> **TEXT BLOCK**:
Physically, I’m really sore. The reporter response has been really aggressive and not what I expected. It is a sensitive subject, and I can’t be accosted in the middle of campus to talk about it. One guy, while I was carrying the mattress, he just opened up my backpack and threw his business card in, which was a real violation of my space and made me really upset and triggered a lot of memories of being raped.

On the student response:

So far students I have never met before have helped me carry it. As I was walking across campus last night I heard someone shout, “Go, Emma!” and I’ve gotten such an overwhelming positive response on the internet. One girl seems to be organizing some sort of website that will allow students to organize and figure out how to help me carry it to all my classes.

> **EXERCISE 1**:
Under the header "On the student response," list each form of support that the passage about carrying the mattress describes.
> **EXERCISE 2**:
Pick up the passage about carrying the mattress after its final sentence and write a few more lines in the same voice.

[Image-backed grounding data]
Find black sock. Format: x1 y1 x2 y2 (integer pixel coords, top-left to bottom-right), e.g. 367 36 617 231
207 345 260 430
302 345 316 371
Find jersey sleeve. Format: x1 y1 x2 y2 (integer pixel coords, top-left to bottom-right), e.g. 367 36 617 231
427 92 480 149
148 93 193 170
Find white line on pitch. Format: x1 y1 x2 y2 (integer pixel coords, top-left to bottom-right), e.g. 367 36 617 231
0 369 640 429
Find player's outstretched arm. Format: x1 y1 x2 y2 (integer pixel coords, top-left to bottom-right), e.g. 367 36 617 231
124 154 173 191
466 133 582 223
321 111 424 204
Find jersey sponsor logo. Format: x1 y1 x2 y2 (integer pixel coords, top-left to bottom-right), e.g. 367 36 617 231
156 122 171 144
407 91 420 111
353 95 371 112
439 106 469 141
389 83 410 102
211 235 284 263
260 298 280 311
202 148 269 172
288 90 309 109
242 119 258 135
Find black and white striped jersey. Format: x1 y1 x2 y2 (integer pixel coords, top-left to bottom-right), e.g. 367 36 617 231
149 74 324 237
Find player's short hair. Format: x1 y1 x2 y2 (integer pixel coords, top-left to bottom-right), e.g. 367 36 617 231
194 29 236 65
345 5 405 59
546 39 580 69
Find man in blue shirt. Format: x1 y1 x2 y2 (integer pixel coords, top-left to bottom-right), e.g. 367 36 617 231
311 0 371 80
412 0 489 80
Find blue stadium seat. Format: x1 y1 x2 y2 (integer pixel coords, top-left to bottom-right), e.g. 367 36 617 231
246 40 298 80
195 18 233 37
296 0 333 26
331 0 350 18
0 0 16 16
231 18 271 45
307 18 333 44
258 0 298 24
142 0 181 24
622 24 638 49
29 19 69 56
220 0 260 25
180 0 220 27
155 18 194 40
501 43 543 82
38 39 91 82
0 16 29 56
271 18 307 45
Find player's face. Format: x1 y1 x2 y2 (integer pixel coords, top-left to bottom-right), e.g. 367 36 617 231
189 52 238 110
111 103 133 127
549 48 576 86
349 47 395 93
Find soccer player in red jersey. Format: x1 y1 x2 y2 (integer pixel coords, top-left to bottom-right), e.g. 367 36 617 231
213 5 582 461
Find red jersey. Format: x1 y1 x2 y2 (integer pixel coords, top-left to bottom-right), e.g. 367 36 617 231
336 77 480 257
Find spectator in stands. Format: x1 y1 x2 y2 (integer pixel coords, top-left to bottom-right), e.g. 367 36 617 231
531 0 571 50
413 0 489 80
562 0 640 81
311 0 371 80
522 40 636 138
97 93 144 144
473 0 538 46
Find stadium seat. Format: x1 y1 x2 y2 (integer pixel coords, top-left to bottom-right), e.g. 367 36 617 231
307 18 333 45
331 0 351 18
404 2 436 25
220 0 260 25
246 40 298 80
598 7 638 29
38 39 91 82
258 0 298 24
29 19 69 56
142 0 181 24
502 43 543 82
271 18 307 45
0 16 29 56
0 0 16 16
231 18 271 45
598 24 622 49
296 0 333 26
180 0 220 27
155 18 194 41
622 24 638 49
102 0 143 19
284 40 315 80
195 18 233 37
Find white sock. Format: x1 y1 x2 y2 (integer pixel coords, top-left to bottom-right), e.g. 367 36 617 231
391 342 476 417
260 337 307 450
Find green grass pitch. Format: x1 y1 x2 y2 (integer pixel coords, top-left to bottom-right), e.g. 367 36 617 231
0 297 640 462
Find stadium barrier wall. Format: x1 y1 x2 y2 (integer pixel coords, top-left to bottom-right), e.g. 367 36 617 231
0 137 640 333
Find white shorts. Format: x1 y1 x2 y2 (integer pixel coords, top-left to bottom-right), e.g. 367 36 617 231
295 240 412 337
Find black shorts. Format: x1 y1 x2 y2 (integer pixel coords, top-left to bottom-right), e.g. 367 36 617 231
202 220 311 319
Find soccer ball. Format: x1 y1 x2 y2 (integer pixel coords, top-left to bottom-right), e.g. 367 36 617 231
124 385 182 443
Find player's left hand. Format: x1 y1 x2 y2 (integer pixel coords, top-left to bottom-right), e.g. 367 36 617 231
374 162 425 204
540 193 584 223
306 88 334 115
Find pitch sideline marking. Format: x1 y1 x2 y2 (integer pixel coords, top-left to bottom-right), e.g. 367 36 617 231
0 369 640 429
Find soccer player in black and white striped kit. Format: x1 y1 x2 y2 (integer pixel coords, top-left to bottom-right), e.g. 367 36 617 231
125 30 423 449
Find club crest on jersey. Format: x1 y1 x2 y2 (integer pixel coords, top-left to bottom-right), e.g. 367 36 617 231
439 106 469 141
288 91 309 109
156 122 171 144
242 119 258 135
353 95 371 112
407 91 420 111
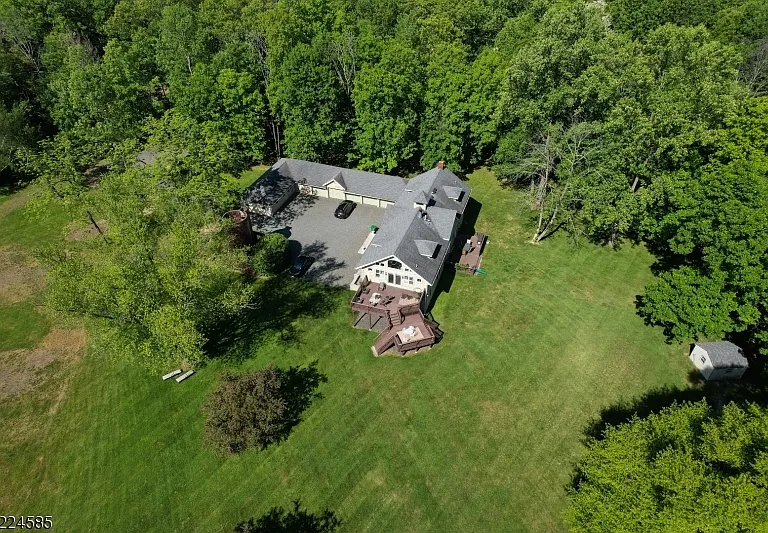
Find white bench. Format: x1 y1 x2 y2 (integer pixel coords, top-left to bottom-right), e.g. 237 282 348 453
176 370 195 383
163 368 181 381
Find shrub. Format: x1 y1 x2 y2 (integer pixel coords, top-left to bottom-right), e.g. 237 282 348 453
203 363 326 454
251 233 288 275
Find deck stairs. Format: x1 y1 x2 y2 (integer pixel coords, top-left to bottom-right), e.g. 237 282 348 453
371 327 397 357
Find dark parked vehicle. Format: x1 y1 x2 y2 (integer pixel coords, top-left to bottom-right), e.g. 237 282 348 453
333 200 355 218
288 255 315 278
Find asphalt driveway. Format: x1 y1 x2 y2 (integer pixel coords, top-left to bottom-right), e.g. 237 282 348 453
255 195 384 287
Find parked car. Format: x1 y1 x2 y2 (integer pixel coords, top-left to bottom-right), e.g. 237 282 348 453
333 200 355 218
288 255 315 278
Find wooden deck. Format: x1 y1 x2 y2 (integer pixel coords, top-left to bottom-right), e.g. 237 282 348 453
351 283 421 316
456 233 487 274
350 283 439 357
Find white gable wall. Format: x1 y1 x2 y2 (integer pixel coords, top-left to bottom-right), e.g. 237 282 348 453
357 257 429 292
689 346 714 379
300 181 393 207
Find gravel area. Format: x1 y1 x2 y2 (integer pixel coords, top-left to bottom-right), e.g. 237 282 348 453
255 196 384 287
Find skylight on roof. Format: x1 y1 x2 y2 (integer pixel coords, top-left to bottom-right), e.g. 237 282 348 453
415 239 439 257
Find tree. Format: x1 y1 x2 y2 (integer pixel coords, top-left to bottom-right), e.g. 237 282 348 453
565 401 768 533
173 63 267 161
0 102 35 175
41 165 255 371
203 363 326 454
352 40 423 172
419 43 469 170
269 40 353 164
234 500 341 533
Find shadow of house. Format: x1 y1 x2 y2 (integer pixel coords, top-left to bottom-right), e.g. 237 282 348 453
458 197 483 236
301 241 347 285
427 264 461 313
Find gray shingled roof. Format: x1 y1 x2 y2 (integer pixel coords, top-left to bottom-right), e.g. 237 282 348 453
357 206 450 285
397 168 471 214
414 239 437 257
280 158 405 202
325 171 347 190
696 341 749 368
443 185 461 200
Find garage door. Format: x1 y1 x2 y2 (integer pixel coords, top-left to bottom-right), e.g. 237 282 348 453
312 187 328 198
328 189 346 200
344 193 363 204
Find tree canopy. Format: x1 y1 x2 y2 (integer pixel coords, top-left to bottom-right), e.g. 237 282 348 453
565 401 768 533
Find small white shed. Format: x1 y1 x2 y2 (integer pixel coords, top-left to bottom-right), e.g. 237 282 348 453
690 341 749 381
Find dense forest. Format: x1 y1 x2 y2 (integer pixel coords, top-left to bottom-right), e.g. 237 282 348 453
0 0 768 361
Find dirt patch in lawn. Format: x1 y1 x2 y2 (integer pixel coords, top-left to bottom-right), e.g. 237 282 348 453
0 329 87 400
0 246 45 305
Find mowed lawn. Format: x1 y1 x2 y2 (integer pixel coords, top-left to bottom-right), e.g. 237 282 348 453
0 171 688 532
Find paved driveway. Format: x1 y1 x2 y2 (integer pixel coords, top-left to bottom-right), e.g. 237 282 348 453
254 195 384 287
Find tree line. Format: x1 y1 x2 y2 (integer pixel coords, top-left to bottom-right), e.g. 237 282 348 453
0 0 768 360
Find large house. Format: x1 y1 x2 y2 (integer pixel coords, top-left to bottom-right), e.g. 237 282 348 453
352 163 470 308
244 159 477 356
245 158 471 309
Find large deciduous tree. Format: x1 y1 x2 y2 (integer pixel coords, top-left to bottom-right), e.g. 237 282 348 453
352 40 423 172
565 401 768 533
42 164 254 370
641 98 768 352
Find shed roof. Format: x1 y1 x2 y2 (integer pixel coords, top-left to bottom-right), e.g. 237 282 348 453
357 206 449 285
696 341 749 368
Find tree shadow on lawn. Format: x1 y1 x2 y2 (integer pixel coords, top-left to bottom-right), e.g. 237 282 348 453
204 273 341 362
234 500 341 533
280 360 328 432
246 192 318 233
584 343 768 443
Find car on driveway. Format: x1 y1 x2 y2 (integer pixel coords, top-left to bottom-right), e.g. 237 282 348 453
333 200 355 218
288 255 315 278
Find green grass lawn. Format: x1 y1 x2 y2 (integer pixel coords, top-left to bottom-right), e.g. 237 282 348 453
0 171 688 532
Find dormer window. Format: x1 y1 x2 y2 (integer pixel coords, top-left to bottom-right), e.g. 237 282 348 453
415 239 440 258
443 185 464 202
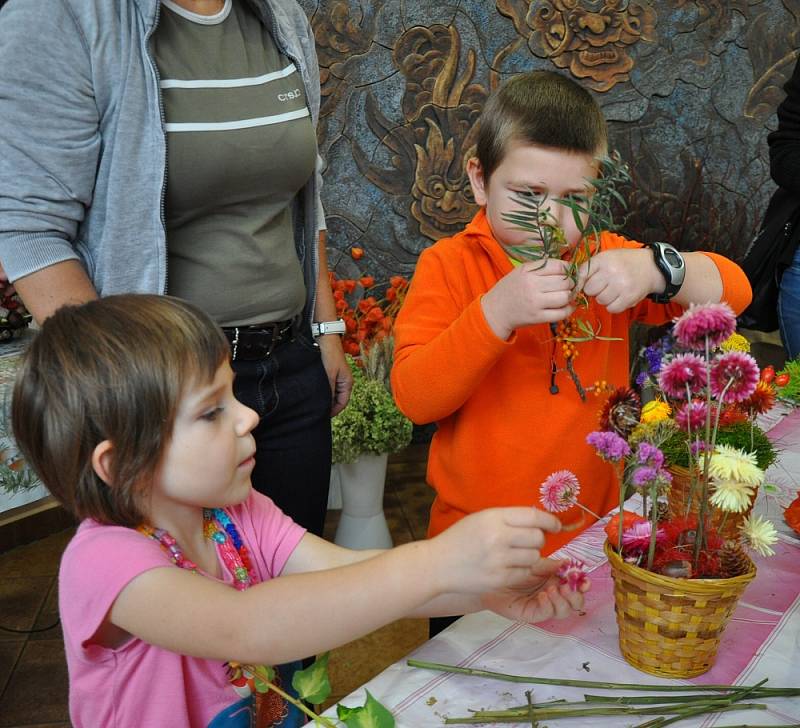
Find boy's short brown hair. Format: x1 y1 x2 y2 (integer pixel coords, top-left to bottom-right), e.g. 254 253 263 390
11 294 230 527
477 71 608 182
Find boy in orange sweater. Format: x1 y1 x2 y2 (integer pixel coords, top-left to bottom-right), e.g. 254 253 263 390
392 71 751 636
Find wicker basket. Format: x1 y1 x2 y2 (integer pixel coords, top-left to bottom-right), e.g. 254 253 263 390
667 465 758 539
605 542 756 678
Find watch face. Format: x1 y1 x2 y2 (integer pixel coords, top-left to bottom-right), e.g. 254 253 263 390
662 248 683 268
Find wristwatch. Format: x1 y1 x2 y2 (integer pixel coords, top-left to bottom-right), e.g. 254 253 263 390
644 242 686 303
311 319 347 339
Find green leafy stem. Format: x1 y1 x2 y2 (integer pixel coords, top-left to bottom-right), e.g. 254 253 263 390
253 652 394 728
407 659 800 728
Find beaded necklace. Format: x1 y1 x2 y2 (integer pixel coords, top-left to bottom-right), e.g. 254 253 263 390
136 508 296 725
136 508 256 591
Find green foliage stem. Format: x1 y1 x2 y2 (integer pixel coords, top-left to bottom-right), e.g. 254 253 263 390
331 356 413 463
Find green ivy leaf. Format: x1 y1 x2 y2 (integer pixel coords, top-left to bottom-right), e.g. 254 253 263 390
336 690 394 728
292 652 331 705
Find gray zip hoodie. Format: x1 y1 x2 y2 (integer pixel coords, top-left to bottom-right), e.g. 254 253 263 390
0 0 324 322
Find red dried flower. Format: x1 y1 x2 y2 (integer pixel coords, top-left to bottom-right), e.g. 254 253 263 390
741 382 775 415
600 387 642 437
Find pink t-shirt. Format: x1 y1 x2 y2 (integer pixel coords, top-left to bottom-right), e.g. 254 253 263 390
59 491 305 728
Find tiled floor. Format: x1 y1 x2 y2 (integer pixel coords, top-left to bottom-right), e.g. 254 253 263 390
0 443 432 728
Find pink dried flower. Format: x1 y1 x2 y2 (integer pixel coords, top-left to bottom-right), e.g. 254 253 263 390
556 559 588 591
622 521 667 551
658 354 706 399
632 465 672 490
672 303 736 351
675 400 707 432
711 351 759 404
539 470 581 513
586 430 631 463
636 440 664 468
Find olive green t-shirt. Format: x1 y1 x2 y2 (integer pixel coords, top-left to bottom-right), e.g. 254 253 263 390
151 0 317 326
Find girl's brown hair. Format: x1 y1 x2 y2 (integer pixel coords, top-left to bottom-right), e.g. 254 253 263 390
11 294 230 527
476 71 608 182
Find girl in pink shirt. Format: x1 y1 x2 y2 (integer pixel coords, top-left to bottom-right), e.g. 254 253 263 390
12 295 583 728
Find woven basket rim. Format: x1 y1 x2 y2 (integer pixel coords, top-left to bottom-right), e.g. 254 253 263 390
603 540 756 594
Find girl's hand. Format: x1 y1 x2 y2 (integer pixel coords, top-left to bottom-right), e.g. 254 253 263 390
481 256 576 339
481 559 591 623
429 506 561 594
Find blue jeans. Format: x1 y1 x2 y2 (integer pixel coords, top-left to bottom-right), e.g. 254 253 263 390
778 247 800 359
232 333 331 536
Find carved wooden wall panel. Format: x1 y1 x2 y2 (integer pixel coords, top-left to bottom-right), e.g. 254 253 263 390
300 0 800 276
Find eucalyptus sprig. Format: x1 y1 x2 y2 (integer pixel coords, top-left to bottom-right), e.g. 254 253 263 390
503 151 630 399
503 151 631 290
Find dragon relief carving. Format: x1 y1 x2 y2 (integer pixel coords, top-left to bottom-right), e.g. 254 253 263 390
496 0 656 92
353 25 487 242
311 0 375 116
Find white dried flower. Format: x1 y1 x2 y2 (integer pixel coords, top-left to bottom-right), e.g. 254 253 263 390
709 480 753 513
741 515 778 556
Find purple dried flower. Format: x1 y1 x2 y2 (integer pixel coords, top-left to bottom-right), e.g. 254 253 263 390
658 354 706 399
673 303 736 351
539 470 581 513
586 430 631 463
556 559 589 591
675 400 707 432
636 442 664 469
711 351 759 404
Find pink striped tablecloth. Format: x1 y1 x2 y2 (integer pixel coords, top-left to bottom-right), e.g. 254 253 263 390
326 409 800 728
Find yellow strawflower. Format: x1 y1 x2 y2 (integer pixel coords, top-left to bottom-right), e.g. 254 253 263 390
639 399 672 424
720 331 750 354
741 515 778 556
709 480 753 513
708 445 764 487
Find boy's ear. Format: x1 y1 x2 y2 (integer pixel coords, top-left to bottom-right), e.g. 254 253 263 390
92 440 114 485
467 157 487 207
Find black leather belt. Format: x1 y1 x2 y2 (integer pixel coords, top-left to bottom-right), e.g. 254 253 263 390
222 319 297 361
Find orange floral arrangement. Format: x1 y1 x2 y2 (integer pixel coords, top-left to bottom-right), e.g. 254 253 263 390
328 272 408 356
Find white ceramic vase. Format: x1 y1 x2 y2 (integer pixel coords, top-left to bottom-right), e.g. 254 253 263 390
335 453 392 549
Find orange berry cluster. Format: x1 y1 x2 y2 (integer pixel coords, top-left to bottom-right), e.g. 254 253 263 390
556 317 581 361
589 379 614 397
328 273 408 356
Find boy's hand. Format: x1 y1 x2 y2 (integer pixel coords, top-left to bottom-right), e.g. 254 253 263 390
578 248 665 313
481 559 591 622
429 507 561 594
481 255 576 339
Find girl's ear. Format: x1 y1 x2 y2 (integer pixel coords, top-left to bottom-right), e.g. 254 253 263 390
92 440 114 485
467 157 487 207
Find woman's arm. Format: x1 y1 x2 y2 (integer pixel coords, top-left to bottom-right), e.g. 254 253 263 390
14 260 97 323
314 230 353 417
0 0 102 304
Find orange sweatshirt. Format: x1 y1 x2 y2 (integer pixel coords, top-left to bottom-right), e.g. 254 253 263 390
392 210 751 553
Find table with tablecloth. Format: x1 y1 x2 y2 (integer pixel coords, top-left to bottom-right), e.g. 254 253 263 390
326 407 800 728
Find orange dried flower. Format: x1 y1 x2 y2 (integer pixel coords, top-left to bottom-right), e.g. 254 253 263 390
329 273 408 356
741 379 775 415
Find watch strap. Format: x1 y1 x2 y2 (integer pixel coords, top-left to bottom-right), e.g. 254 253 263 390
311 319 347 339
644 242 686 303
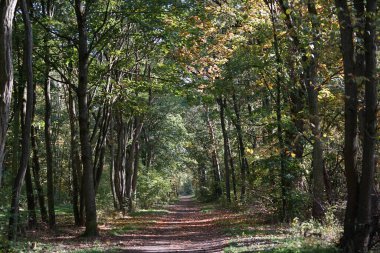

> **ANSWER 1**:
- Students the speaker had never met have helped carry it.
- Someone shouted, "Go, Emma!" while the speaker walked across campus.
- There has been an overwhelming positive response on the internet.
- One girl seems to be organizing a website to help students figure out how to carry it to all the speaker's classes.

> **ANSWER 2**:
On the perception of the protest:

In the news, people have been calling my piece a protest, and just ignoring the fact it is not really a protest but a performance-art piece. Yes, I would like for my rapist to get kicked out of school, but I realize that the university is so stubborn that it may never happen and I may be carrying this mattress for a while.

She also claims to have dropped the police action:

It got transferred to the district attorney’s office, and I decided I didn’t want to pursue it any further because they told it me it would take nine months to a year to actually go to court, which would be after I graduated and probably wanting to erase all of my memories of Columbia from my brain anyway, so I decided not to pursue it.